Task instructions –
a – From the article below on the Reservoir home extension, extract the passage starting with "The screen acts" and going on through "through the day.".
b – Summarize the article below on the Reservoir home extension in two sentences.
c – For each statement below, say whether it agrees with the article on the Reservoir home extension, and quote the words from the article that decide it.
(i) The clients moved out of the home while the extension was being built.
(ii) The fibre cement sheets on the structural wall were selected for their cost effectiveness.
(iii) The timber screen is painted grey.

Segment Start: Excerpt

A Productive Green Extension For A Reservoir Family Home

The retention of garden space was the key driver of this house renovation in Reservoir, located 12 kilometres north of Melbourne’s CBD.

The clients desired more space without negatively impeding on this precious outdoor area cherished by their children, chickens, cats and bees.

A lean-to spanning the ground floor was demolished to make way for a two-storey addition. This new structure sits within the garden, serving to delineate the line between old and new, and allowing the clients to remain living in the home during construction.

‘We achieved this by designing the extension as a pavilion, which could be built independently, so the original part of the house could remain separate but was eventually connected back to the house with a corridor link,’ explains Sarah Lake, director of Sarah Lake Architects.

‘This became even more crucial during Covid with the owners kept separate from the builders throughout the build (when numbers on site allowed).’

The clients were very open to ideas and wanted to have some fun with the design. This thinking paired with their brief inspired the concept of a productive green façade in the form of a timber screen.

‘The approach was for the screen to be the main architectural feature, whereby the screen sits off the building and wraps around the two storey extension connecting it to the existing house at one end and forming an outdoor entertainment space at the other,’ says Sarah.

The screen acts as a trellis for the owners to grow their garden up, over, and around the house, and creates a privacy screen for the new first floor.

‘We also looked to the neighbourhood of Reservoir with the arches taking cues from the migrant modern brick houses, the timber fretwork arches on verandahs, the inverse arches of white picket fences, and the varied backyard pergolas,’ says Sarah.

The timber screen is white for maximum visual impact when ensconced with greenery. It sits before the structural wall of the home clad in grey painted fibre cement sheets selected for their cost effectiveness.

By sitting out from the house, the screen also creates an eave to ensure the sun won’t hit the glazing in summer.  Winter sun reaches deep into the house, with the concrete slab absorbing heat through the day.

The screen is working as intended. Passionfruit is dropping down off the façade, and other vines are climbing their way up the lattice, weaving in and out of the screen to inhabit the space between the screen and the house.

‘It keeps the house cool and makes the garden immediately visible from the interior,’ Sarah says.

‘As it is an active facade it is something that requires tending and this is reflective of how the client wanted to spend their time and is now directly tied to the architecture of the renovation.’

The garden by Paul Sampson Landscapes ties the project together with the native plantings.

Segment End: Excerpt
Segment Start: Data under study

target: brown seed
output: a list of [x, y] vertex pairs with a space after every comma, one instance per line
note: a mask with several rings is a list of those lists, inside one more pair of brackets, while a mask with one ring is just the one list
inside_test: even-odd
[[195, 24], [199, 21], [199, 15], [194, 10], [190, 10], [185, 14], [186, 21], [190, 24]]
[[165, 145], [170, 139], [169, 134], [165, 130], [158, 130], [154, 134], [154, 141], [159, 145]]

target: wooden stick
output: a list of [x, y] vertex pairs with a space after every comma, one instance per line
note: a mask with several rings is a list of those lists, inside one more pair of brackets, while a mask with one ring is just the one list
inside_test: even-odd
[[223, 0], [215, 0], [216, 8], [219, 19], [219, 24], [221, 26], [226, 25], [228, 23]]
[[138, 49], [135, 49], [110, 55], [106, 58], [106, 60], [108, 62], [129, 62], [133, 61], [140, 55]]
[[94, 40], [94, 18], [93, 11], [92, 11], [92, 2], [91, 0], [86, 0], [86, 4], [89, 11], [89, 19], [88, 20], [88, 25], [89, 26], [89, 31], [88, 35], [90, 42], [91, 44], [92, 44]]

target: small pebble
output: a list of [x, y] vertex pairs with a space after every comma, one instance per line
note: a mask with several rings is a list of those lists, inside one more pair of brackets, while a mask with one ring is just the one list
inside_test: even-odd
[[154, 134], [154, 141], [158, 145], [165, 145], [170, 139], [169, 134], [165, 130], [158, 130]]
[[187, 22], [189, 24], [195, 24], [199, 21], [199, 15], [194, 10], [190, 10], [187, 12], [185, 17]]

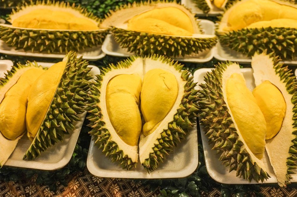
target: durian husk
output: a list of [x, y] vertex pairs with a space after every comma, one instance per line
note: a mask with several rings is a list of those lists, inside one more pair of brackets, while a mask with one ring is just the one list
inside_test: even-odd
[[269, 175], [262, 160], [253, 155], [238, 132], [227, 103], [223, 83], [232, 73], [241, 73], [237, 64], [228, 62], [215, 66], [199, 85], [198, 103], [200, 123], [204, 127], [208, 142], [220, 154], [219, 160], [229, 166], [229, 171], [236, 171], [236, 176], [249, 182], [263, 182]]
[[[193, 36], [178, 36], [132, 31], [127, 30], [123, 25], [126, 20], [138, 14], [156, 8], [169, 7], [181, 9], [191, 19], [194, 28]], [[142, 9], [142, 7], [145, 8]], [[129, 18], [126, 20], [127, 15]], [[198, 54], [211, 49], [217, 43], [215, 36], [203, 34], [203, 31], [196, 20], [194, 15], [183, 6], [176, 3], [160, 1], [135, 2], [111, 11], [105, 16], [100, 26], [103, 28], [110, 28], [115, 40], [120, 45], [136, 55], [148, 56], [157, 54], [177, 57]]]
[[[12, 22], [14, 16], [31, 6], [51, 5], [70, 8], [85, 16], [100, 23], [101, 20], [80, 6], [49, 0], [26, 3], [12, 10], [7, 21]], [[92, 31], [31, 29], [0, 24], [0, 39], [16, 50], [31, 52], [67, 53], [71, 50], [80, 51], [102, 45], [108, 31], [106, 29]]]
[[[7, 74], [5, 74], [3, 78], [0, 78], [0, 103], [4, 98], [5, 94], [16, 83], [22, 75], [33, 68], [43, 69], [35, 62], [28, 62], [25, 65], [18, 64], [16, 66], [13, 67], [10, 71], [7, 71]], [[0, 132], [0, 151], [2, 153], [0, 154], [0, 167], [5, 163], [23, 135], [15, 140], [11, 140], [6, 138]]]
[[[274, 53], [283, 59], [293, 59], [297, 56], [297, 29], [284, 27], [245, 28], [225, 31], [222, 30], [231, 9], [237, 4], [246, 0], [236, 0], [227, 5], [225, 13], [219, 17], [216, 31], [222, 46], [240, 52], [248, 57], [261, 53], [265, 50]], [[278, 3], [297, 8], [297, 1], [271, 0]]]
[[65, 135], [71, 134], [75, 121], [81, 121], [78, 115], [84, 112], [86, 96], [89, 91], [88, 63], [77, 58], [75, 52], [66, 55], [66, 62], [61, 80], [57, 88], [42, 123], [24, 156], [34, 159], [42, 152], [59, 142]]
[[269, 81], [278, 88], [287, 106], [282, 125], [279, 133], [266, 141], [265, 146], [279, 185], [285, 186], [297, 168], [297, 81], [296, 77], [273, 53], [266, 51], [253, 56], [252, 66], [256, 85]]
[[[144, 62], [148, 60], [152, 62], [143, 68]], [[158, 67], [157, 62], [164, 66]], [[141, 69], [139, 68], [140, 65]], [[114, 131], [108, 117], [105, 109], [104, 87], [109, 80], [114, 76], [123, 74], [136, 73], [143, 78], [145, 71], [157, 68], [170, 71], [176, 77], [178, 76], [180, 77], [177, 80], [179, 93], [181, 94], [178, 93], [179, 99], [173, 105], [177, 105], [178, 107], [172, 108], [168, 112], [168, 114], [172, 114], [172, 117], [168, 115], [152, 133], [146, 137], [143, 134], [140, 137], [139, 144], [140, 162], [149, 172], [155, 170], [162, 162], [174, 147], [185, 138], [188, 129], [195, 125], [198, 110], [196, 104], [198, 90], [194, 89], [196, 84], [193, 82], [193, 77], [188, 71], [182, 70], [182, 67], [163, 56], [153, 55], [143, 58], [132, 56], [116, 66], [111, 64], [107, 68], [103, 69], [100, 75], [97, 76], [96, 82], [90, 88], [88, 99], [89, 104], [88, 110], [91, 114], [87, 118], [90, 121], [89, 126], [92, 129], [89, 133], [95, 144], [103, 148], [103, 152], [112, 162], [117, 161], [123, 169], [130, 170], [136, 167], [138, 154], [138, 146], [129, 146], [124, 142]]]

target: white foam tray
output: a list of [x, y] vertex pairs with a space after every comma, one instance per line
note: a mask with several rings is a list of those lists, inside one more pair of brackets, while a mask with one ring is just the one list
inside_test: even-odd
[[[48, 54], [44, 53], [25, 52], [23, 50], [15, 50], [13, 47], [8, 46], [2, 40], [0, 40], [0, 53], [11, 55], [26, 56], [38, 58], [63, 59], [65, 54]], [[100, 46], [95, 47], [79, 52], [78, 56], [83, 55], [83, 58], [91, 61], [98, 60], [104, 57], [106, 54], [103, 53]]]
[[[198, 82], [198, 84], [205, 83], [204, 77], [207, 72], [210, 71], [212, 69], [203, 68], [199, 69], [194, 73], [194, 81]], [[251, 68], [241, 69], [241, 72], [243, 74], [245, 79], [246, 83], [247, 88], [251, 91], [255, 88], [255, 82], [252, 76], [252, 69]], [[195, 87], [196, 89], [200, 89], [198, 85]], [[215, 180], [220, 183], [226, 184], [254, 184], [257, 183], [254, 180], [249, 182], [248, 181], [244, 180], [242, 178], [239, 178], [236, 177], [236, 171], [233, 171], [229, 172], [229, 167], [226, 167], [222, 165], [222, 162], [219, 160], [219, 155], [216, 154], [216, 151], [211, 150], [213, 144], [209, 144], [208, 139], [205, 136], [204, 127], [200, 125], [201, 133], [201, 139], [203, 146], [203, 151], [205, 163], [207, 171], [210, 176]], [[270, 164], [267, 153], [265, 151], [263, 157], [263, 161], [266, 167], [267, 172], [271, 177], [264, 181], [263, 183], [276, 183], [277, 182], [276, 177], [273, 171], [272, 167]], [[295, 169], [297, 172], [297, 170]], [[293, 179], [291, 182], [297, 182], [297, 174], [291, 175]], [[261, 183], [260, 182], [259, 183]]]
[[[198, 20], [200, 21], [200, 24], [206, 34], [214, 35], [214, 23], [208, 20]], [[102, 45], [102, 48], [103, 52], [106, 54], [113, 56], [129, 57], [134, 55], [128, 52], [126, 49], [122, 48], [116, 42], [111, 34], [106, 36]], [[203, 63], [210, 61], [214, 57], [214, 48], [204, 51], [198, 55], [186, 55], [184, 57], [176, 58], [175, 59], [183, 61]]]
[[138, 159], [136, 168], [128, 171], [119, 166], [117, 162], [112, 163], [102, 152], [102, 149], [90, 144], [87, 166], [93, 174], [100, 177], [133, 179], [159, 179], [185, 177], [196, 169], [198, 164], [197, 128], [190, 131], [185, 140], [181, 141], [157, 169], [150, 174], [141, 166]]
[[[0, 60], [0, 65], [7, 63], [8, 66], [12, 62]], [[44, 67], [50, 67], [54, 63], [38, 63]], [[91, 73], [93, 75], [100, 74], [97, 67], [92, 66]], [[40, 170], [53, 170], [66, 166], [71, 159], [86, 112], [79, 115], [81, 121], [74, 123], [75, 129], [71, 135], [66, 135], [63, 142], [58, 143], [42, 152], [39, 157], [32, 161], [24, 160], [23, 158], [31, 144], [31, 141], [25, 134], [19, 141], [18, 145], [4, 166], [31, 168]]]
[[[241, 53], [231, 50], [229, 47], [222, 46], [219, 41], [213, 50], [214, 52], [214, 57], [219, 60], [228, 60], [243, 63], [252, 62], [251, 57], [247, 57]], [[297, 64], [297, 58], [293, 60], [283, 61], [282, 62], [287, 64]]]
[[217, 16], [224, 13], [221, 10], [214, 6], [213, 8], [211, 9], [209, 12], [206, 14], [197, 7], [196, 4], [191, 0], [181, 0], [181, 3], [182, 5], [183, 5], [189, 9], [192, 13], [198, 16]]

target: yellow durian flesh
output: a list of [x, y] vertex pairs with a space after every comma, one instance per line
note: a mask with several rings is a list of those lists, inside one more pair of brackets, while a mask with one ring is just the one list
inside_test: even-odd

Segment End: Data under study

Solutions to each task –
a –
The screen acts as a trellis for the owners to grow their garden up, over, and around the house, and creates a privacy screen for the new first floor.

‘We also looked to the neighbourhood of Reservoir with the arches taking cues from the migrant modern brick houses, the timber fretwork arches on verandahs, the inverse arches of white picket fences, and the varied backyard pergolas,’ says Sarah.

The timber screen is white for maximum visual impact when ensconced with greenery. It sits before the structural wall of the home clad in grey painted fibre cement sheets selected for their cost effectiveness.

By sitting out from the house, the screen also creates an eave to ensure the sun won’t hit the glazing in summer.  Winter sun reaches deep into the house, with the concrete slab absorbing heat through the day.

b – To keep the garden space of a family home in Reservoir, a lean-to was demolished for a two-storey pavilion extension that was built independently and later connected back to the house with a corridor link. A white timber screen wraps around the extension as its main architectural feature, serving as a trellis for the garden, a privacy screen for the new first floor and an eave that keeps summer sun off the glazing.

c –
(i) No: "allowing the clients to remain living in the home during construction."
(ii) Yes: "grey painted fibre cement sheets selected for their cost effectiveness."
(iii) No: "The timber screen is white for maximum visual impact when ensconced with greenery."